■ Goal
Exactly reproduce the line containing "the door frame" and all later lines to the end of the entries, leaving the pictures out of your copy.
=== Material ===
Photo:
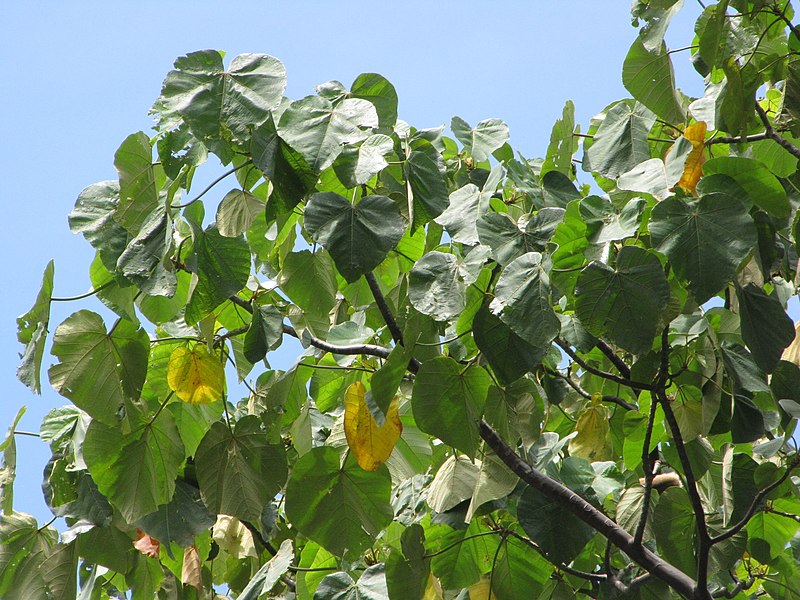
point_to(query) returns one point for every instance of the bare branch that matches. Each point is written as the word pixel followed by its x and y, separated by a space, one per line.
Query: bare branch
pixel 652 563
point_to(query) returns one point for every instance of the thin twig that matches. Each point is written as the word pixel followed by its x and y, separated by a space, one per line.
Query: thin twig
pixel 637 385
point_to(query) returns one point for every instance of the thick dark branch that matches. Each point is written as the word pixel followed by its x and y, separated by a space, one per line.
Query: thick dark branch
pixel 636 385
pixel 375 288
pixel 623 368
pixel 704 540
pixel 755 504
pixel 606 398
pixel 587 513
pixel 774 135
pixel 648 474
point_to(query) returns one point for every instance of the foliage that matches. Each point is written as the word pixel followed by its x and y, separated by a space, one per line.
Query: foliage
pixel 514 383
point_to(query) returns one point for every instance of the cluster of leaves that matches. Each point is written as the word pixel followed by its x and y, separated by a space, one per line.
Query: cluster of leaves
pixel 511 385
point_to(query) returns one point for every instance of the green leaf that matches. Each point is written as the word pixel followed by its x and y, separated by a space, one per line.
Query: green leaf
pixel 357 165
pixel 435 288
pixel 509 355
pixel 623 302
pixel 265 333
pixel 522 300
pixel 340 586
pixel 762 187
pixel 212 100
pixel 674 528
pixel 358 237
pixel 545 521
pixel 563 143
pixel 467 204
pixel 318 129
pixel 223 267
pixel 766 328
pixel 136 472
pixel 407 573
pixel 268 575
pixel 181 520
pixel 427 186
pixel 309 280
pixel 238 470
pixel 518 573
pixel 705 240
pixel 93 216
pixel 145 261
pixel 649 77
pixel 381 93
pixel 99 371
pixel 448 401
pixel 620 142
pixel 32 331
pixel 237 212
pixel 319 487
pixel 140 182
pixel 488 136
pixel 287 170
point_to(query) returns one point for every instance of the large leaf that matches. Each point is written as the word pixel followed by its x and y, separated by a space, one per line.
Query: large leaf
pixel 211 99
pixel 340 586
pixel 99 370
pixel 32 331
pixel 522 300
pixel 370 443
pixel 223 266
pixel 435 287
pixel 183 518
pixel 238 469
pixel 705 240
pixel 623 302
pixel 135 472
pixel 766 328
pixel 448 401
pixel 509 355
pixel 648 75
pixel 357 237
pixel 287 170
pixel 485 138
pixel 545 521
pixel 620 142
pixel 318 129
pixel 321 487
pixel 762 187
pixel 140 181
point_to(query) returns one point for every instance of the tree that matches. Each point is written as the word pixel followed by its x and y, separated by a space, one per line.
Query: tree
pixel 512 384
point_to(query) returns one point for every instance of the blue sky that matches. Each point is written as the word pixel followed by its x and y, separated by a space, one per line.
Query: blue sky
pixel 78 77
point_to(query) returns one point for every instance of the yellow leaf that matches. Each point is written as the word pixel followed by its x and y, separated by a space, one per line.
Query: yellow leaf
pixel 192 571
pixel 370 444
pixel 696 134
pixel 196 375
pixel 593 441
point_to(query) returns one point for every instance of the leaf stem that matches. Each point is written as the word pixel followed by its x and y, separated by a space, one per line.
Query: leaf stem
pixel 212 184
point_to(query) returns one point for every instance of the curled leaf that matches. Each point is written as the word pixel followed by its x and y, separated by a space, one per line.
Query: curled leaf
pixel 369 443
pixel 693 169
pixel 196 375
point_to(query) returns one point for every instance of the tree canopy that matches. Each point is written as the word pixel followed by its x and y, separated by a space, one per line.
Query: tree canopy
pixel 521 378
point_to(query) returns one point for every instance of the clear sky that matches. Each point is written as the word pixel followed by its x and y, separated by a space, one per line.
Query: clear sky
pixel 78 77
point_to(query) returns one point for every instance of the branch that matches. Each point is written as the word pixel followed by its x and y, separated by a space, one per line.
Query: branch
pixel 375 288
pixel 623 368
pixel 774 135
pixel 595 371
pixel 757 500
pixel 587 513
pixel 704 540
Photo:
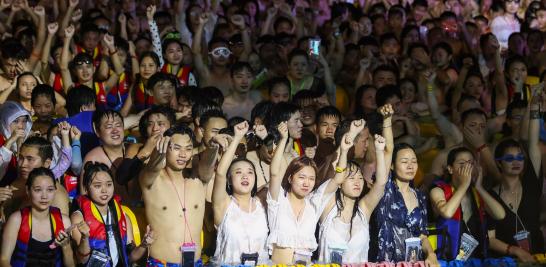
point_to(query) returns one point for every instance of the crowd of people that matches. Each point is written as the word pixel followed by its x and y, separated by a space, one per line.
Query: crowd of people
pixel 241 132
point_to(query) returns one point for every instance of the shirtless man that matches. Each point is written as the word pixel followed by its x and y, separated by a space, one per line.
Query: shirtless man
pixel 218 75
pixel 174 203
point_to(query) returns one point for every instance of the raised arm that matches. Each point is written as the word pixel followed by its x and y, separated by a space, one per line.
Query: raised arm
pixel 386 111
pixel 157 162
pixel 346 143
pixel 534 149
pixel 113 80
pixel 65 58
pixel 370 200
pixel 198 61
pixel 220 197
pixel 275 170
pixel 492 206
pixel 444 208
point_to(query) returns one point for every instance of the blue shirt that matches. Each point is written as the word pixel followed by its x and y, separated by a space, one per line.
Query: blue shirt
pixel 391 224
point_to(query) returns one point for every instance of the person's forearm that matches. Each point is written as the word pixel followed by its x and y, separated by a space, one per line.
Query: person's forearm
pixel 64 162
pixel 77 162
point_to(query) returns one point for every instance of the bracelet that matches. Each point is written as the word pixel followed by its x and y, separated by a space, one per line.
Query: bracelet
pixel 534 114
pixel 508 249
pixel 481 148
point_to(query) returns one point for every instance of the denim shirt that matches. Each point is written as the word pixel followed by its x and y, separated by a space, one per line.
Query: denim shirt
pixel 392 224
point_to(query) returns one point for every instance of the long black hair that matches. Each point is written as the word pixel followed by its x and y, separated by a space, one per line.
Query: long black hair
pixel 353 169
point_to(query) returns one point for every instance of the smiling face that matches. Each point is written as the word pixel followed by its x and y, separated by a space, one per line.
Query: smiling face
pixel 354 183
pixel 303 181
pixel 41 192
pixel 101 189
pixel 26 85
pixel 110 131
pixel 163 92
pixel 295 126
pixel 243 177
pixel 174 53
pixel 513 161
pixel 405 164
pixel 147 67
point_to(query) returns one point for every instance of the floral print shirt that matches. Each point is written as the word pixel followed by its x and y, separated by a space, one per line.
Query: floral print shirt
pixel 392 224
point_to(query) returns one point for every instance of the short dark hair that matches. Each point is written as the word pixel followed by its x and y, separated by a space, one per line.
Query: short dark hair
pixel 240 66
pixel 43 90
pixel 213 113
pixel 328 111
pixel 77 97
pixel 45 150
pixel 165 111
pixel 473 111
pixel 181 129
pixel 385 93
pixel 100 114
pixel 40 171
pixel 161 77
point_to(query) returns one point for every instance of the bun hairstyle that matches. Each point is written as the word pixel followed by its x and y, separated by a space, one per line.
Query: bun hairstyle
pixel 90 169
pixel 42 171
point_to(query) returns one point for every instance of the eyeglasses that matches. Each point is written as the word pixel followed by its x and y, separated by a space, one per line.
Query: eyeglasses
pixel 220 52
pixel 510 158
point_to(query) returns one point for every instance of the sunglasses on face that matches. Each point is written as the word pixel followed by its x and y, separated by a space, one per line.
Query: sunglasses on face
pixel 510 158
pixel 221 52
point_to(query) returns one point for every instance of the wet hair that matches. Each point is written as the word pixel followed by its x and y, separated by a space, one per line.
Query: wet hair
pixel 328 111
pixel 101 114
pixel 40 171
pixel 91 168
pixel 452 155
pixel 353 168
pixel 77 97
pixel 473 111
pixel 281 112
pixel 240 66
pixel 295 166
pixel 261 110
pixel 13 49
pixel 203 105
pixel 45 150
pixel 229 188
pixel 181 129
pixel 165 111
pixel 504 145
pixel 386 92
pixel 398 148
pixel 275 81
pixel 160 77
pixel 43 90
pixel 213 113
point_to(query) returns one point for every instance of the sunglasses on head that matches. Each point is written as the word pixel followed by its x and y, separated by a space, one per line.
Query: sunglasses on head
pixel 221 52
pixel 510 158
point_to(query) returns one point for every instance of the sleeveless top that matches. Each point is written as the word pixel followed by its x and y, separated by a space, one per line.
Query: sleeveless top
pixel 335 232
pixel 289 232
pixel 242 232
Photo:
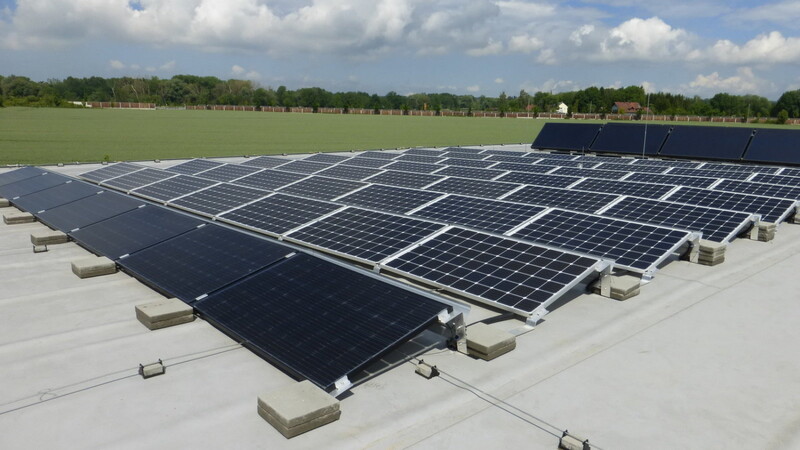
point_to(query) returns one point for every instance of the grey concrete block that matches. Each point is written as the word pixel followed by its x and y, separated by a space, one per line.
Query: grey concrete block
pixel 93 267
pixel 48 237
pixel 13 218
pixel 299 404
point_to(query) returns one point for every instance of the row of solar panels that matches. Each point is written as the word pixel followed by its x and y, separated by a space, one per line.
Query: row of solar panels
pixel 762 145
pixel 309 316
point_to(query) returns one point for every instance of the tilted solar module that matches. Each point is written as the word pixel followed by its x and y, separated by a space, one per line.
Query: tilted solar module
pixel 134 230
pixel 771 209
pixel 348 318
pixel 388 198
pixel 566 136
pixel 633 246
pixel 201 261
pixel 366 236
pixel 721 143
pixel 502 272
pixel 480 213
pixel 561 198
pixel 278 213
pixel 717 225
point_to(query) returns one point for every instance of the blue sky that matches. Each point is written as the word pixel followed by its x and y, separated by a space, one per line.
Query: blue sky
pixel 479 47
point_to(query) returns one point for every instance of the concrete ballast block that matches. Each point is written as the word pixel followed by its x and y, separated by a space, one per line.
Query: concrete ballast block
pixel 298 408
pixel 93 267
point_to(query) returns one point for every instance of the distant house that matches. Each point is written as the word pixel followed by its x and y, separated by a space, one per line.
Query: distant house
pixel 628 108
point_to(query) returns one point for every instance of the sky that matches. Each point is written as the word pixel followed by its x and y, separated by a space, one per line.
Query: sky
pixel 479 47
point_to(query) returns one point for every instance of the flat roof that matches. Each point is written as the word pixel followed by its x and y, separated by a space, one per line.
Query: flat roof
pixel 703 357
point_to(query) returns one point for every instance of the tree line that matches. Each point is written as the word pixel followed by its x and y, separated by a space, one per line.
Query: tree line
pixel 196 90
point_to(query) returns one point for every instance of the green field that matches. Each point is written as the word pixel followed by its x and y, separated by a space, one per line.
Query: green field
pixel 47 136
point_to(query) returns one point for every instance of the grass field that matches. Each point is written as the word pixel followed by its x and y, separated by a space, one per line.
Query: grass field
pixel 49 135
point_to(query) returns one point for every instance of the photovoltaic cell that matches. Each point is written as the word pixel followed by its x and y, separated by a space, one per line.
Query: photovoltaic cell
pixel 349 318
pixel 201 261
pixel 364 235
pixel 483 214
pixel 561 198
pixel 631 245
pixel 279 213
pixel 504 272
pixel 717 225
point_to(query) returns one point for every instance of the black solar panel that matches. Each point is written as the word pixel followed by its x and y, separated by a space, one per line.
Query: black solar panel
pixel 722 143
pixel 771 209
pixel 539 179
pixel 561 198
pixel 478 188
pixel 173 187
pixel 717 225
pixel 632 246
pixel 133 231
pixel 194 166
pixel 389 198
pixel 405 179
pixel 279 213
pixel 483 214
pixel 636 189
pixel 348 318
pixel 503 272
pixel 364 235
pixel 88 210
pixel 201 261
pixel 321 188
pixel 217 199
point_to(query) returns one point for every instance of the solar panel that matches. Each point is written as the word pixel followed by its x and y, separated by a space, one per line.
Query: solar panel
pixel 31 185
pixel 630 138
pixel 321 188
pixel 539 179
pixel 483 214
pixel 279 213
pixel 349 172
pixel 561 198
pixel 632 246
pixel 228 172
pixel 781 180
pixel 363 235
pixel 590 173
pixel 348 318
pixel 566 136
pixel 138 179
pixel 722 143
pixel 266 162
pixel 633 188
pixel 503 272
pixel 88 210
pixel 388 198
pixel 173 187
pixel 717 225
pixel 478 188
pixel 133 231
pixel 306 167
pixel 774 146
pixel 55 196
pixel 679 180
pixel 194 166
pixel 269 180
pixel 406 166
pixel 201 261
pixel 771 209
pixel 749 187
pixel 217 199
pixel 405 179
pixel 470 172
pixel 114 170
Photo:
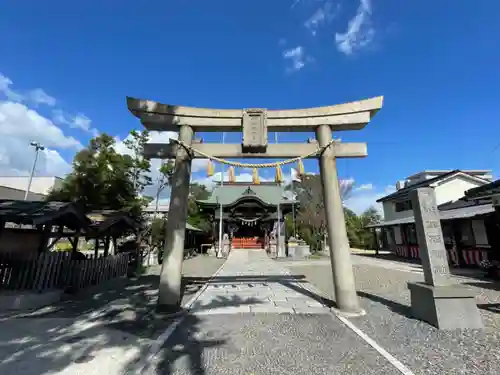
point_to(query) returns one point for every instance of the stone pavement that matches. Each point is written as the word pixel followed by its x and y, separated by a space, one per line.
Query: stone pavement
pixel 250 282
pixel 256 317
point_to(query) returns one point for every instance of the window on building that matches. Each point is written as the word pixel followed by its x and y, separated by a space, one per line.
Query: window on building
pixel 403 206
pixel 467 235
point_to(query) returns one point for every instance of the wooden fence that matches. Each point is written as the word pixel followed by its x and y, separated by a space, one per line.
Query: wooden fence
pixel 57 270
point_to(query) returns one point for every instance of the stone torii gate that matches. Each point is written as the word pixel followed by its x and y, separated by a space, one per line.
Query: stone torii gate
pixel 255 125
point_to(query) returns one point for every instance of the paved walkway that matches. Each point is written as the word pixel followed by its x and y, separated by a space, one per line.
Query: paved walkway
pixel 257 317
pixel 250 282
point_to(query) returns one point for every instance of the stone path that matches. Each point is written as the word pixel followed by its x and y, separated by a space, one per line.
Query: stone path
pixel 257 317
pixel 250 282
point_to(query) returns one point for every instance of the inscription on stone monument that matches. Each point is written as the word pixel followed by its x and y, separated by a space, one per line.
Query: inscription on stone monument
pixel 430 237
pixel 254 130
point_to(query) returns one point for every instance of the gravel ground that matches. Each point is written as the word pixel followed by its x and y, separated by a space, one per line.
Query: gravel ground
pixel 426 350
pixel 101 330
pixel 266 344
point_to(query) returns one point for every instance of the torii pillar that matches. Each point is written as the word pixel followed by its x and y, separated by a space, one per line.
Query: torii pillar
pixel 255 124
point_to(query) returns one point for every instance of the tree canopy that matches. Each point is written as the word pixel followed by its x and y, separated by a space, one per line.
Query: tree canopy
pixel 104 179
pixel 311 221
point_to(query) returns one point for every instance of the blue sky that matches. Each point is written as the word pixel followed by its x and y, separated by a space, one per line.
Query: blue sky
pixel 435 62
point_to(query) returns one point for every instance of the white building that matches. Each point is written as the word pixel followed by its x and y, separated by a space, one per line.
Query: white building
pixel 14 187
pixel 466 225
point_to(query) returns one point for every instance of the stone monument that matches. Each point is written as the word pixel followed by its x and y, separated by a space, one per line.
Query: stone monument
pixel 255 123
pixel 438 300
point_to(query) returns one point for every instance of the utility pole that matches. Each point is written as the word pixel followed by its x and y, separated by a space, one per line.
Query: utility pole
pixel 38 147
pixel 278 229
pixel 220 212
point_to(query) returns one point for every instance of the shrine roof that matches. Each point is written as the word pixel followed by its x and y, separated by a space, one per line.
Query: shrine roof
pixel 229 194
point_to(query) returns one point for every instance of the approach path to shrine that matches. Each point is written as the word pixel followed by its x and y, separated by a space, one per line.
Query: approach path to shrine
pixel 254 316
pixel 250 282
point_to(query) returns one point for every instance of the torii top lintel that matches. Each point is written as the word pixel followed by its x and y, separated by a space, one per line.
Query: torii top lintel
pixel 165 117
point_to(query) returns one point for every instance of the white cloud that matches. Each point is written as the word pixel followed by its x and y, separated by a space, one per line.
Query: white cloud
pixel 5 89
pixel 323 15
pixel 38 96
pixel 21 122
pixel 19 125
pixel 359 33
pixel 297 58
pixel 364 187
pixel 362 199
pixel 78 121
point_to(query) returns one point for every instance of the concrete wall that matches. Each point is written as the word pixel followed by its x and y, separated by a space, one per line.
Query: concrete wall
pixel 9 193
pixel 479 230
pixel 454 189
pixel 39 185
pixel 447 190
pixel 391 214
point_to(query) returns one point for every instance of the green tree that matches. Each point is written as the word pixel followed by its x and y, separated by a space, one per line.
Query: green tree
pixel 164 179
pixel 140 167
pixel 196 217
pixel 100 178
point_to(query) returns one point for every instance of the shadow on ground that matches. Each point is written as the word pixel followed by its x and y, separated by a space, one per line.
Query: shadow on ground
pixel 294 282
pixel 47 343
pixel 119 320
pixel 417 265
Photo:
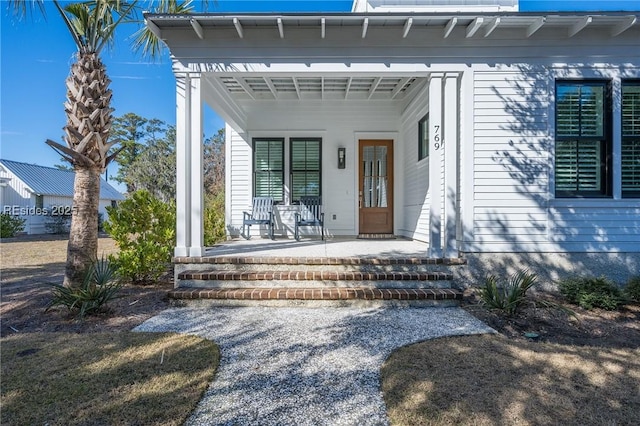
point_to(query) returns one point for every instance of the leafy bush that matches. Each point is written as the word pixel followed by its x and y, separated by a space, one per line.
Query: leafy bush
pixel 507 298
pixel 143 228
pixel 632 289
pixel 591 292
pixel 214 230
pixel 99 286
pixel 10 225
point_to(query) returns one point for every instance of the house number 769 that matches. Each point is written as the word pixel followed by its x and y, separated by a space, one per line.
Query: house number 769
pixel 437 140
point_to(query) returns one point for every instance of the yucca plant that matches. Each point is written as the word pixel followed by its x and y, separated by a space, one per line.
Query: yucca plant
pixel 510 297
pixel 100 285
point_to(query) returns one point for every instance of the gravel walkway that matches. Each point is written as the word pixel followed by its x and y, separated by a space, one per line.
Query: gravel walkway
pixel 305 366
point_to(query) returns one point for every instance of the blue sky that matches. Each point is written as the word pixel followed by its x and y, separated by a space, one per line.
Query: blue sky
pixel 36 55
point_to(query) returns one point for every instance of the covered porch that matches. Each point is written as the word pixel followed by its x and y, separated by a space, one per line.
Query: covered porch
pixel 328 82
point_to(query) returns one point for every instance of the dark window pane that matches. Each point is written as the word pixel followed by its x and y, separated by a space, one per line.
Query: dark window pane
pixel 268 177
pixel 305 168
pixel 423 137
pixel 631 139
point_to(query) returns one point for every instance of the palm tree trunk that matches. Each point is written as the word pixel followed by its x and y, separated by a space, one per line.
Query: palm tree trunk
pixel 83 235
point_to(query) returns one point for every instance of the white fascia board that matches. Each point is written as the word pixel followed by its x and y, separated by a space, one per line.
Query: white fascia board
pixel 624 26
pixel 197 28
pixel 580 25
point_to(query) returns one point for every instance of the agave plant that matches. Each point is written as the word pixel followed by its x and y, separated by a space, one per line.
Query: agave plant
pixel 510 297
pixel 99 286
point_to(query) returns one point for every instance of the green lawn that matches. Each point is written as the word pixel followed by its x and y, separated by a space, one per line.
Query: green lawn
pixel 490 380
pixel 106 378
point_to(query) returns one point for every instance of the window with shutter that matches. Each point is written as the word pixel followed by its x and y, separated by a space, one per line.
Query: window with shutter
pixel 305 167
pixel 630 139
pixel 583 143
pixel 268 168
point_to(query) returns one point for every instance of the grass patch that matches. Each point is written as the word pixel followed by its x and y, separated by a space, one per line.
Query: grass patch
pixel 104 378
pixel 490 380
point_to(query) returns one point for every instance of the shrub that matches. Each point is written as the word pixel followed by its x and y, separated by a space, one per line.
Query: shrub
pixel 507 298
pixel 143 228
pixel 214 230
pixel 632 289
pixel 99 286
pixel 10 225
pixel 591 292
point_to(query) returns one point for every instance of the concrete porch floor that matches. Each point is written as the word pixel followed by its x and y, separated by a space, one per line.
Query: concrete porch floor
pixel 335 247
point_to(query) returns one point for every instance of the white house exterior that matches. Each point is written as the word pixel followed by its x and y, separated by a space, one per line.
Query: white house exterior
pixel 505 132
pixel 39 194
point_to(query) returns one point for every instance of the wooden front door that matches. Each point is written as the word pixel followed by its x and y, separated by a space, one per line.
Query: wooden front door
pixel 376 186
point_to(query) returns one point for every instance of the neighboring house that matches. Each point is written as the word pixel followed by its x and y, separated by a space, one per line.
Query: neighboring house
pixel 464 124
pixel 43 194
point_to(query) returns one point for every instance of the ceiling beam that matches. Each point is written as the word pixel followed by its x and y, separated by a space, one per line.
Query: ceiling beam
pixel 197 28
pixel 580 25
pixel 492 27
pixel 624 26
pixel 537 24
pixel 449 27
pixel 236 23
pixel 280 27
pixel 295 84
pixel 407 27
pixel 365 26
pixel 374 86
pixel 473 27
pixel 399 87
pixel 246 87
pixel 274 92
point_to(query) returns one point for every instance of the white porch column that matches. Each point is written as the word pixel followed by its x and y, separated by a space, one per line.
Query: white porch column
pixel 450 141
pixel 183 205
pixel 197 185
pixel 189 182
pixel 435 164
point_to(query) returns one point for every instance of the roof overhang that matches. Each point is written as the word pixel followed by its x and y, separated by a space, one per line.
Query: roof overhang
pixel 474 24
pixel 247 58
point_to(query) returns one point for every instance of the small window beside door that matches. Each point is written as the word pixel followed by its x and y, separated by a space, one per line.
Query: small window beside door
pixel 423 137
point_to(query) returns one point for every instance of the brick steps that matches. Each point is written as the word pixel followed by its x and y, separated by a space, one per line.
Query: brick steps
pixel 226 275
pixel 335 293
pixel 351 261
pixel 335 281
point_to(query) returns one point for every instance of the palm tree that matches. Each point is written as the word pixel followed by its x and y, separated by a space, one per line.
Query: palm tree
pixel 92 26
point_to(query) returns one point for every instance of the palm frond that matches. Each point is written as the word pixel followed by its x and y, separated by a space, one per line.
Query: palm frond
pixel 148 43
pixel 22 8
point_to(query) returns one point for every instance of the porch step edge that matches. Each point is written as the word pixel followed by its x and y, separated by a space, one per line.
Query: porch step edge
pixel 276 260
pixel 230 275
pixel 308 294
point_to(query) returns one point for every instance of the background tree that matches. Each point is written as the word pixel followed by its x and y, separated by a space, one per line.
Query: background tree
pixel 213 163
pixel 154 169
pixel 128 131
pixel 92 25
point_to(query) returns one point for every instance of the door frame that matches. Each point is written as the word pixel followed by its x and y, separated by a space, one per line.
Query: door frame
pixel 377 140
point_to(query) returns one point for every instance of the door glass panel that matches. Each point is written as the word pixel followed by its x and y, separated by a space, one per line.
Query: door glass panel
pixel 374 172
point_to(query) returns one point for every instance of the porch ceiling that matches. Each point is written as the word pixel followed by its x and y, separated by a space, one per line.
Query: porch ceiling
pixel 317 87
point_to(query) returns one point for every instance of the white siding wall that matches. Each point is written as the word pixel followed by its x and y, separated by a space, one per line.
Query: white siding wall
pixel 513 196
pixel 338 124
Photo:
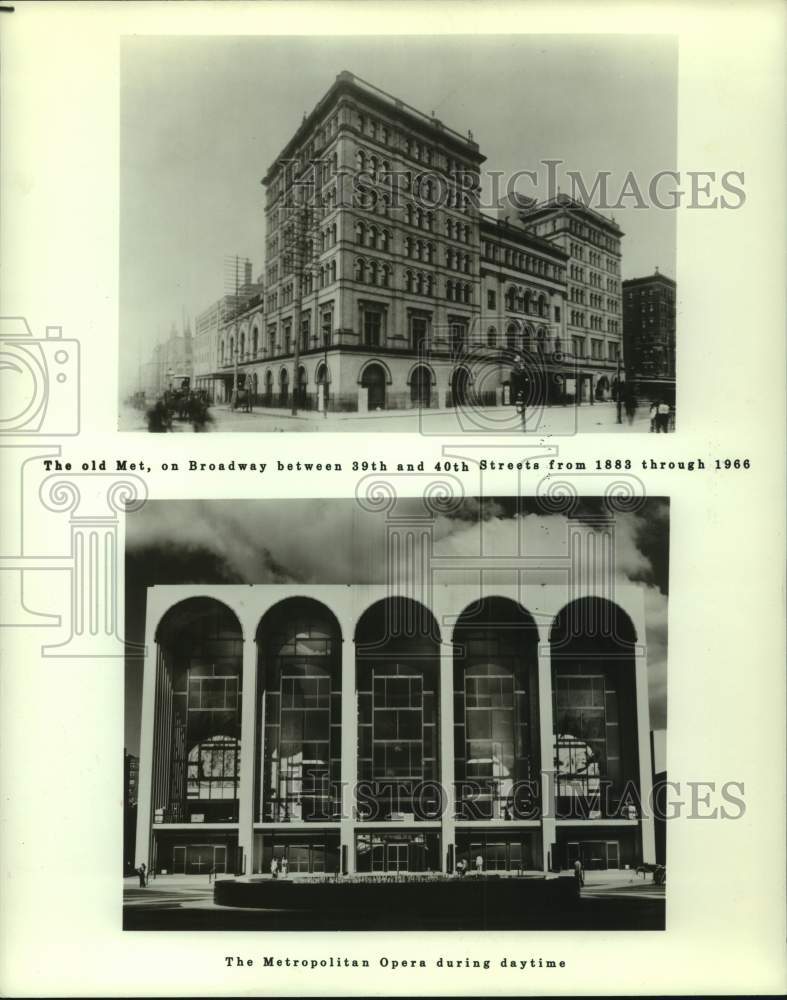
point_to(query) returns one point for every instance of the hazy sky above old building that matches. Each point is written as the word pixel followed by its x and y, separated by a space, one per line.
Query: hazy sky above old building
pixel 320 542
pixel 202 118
===
■ Result
point_to(query) returns one point for every instance of the door frame that matches. Each point is written as the word pixel followed by its x and y, separated by a space, one per line.
Query: door frame
pixel 377 140
point_to(query) returns one point for every instance of the door glass panel that matches. Each point is written as the word pixel followed by its x and y, separated by a space, one per line.
Query: door glass panel
pixel 374 172
point_to(query) returns one point for every instance of the porch ceiling that matches. Each point is written as the word pixel followed by its x and y, separated by a space, one per line.
Query: porch ceiling
pixel 317 87
point_to(query) returns one point for every instance of the white siding wall that matches. Each point is written as the word pixel followed by its x and y, separated by a space, one per line.
Query: white siding wall
pixel 513 196
pixel 338 124
Photo:
point_to(query) returns one point for every instance of the hazy sky above old building that matches. Each point is written as the word pixel followed by its x and y, separated by a space, one per line.
Query: hazy sky above old building
pixel 320 542
pixel 202 118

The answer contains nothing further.